Required action: Out of the material that follows, write out exactly the lines from the line with "389L638 416L647 415V394L644" to the line with "box: [725, 293, 736, 388]", both ends included, and no others.

Exercise inputs:
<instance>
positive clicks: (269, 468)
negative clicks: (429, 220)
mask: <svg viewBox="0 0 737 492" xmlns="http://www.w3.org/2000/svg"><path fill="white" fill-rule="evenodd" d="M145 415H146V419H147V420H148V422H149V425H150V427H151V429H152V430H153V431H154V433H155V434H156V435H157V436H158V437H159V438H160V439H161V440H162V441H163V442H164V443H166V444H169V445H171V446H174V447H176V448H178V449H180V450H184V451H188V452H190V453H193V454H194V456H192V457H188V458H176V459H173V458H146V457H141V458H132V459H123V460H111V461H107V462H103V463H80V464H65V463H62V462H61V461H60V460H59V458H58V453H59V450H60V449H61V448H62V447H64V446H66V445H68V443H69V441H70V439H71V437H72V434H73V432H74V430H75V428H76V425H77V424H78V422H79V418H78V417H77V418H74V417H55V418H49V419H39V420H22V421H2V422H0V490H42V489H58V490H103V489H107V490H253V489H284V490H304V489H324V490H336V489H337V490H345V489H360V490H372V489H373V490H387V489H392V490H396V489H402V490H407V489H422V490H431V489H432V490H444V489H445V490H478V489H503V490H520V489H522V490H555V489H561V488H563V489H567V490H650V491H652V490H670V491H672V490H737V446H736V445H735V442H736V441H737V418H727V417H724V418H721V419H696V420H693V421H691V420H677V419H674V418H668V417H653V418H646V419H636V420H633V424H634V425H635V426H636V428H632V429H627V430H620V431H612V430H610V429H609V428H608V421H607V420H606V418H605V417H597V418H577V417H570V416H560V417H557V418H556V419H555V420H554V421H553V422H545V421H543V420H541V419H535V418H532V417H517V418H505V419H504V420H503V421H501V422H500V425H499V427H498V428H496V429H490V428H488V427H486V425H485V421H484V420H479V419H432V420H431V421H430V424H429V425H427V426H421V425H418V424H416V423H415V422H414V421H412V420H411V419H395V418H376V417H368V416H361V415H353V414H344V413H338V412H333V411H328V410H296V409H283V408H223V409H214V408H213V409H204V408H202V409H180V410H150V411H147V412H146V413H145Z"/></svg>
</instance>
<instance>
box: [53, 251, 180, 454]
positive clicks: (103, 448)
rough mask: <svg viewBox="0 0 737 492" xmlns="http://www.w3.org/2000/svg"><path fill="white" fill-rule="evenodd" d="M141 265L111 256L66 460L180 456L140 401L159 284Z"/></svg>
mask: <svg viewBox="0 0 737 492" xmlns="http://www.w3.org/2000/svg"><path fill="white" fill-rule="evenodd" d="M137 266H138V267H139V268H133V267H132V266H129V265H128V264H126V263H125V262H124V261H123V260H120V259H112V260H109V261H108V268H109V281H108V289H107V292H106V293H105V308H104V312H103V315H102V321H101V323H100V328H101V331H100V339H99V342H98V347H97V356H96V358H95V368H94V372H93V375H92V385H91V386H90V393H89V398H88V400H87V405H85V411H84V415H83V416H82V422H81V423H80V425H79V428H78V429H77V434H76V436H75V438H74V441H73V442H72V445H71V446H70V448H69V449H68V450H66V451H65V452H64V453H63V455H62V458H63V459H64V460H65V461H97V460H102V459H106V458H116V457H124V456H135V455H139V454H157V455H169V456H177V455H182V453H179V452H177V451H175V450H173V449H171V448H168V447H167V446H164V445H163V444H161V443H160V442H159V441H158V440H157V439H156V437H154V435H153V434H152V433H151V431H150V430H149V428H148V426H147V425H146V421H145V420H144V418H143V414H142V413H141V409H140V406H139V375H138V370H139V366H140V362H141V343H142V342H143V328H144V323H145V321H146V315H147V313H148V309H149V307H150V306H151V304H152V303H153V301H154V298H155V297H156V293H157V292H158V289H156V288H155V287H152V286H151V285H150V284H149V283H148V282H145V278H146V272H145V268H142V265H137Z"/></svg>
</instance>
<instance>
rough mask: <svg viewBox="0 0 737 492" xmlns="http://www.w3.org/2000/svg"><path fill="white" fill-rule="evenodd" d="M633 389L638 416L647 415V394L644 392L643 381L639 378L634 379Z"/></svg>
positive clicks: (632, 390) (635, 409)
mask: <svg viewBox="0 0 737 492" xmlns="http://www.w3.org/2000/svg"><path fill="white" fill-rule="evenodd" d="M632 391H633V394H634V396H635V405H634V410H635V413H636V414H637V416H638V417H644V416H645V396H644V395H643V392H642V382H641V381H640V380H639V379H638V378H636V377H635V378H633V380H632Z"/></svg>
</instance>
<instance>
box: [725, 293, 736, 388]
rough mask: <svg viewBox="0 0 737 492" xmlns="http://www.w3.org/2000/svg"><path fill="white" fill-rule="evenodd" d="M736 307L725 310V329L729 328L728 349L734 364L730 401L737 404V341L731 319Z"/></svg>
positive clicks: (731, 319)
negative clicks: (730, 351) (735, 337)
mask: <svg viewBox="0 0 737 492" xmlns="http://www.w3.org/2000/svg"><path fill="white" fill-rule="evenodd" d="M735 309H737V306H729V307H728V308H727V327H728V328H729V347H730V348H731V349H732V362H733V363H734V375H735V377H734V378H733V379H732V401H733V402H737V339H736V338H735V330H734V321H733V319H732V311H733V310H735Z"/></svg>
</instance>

==

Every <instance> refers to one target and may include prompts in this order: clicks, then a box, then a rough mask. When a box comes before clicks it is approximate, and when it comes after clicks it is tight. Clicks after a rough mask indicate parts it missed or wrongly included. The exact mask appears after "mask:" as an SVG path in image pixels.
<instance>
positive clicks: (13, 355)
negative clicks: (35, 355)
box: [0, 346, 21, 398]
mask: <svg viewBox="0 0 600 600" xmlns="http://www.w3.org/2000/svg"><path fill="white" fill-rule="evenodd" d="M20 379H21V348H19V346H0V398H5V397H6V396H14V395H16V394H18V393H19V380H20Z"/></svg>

==

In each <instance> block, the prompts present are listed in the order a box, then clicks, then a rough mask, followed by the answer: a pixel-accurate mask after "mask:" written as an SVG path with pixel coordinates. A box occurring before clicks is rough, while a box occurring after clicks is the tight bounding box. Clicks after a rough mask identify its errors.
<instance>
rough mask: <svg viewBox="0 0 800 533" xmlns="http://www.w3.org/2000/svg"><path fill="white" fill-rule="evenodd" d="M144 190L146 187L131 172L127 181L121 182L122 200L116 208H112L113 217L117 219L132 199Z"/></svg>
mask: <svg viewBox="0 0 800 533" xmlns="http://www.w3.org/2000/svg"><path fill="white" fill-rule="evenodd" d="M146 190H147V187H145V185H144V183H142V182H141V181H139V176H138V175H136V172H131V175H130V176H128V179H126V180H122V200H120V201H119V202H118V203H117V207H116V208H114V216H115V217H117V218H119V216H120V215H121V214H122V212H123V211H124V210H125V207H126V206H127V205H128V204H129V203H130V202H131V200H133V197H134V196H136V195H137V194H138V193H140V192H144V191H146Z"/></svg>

The answer:
rough mask: <svg viewBox="0 0 737 492" xmlns="http://www.w3.org/2000/svg"><path fill="white" fill-rule="evenodd" d="M633 389L638 416L647 415V394L644 392L643 381L639 378L634 379Z"/></svg>
positive clicks: (632, 390) (635, 409)
mask: <svg viewBox="0 0 737 492" xmlns="http://www.w3.org/2000/svg"><path fill="white" fill-rule="evenodd" d="M632 391H633V394H634V396H635V405H634V410H635V413H636V414H637V416H638V417H644V416H645V396H644V395H643V392H642V382H641V381H640V380H639V379H638V378H636V377H635V378H633V380H632Z"/></svg>
</instance>
<instance>
box: [725, 293, 736, 388]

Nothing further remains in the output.